# [Listed records]

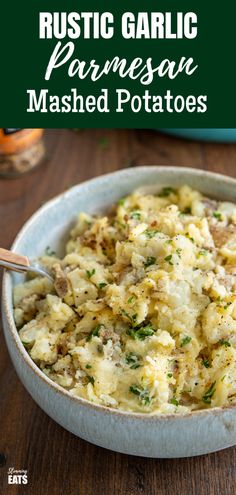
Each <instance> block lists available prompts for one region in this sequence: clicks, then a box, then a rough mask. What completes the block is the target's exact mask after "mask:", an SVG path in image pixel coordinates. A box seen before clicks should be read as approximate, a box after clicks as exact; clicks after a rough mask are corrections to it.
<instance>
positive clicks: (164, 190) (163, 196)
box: [158, 187, 176, 198]
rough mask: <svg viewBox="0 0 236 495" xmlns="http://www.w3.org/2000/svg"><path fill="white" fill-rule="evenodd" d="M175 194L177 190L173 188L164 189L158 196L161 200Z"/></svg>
mask: <svg viewBox="0 0 236 495" xmlns="http://www.w3.org/2000/svg"><path fill="white" fill-rule="evenodd" d="M175 192H176V191H175V189H173V187H163V188H162V190H161V191H160V192H159V194H158V196H159V198H167V197H168V196H169V195H170V194H171V193H174V194H175Z"/></svg>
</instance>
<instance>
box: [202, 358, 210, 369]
mask: <svg viewBox="0 0 236 495" xmlns="http://www.w3.org/2000/svg"><path fill="white" fill-rule="evenodd" d="M202 364H203V366H205V368H210V363H209V361H208V359H203V361H202Z"/></svg>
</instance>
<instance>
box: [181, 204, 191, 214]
mask: <svg viewBox="0 0 236 495" xmlns="http://www.w3.org/2000/svg"><path fill="white" fill-rule="evenodd" d="M191 212H192V210H191V208H190V206H186V208H185V209H184V211H183V213H184V214H185V215H190V213H191Z"/></svg>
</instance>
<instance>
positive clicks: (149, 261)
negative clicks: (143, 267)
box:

# [Description of the task]
Reproduce every line of the data above verbatim, omitting the pictures.

# [Solution to this problem]
Each <instance> block lists available prompts for one region in this sequence: clicks, then a box, then a rough mask. What completes the block is the target's exact mask after "mask:", an SVG path in image pixel coordinates. A box seen before clicks should be read as approximate, a box after clicks as exact; clicks after a rough mask are corrections to it.
<instance>
positive clicks: (164, 190) (163, 196)
box: [158, 187, 176, 198]
rough mask: <svg viewBox="0 0 236 495" xmlns="http://www.w3.org/2000/svg"><path fill="white" fill-rule="evenodd" d="M175 194L177 190L173 188L164 189L158 196L161 200Z"/></svg>
mask: <svg viewBox="0 0 236 495" xmlns="http://www.w3.org/2000/svg"><path fill="white" fill-rule="evenodd" d="M175 192H176V191H175V189H173V187H163V188H162V190H161V191H160V192H159V194H158V196H159V198H167V197H168V196H169V195H170V194H171V193H174V194H175Z"/></svg>
</instance>
<instance>
box: [202, 358, 210, 369]
mask: <svg viewBox="0 0 236 495" xmlns="http://www.w3.org/2000/svg"><path fill="white" fill-rule="evenodd" d="M202 364H203V366H205V368H210V363H209V361H208V359H203V361H202Z"/></svg>
</instance>
<instance>
box: [181, 204, 191, 214]
mask: <svg viewBox="0 0 236 495" xmlns="http://www.w3.org/2000/svg"><path fill="white" fill-rule="evenodd" d="M191 212H192V210H191V208H190V206H186V208H185V209H184V211H183V213H184V214H185V215H190V213H191Z"/></svg>
</instance>
<instance>
positive clicks: (149, 261)
negative clicks: (143, 267)
box:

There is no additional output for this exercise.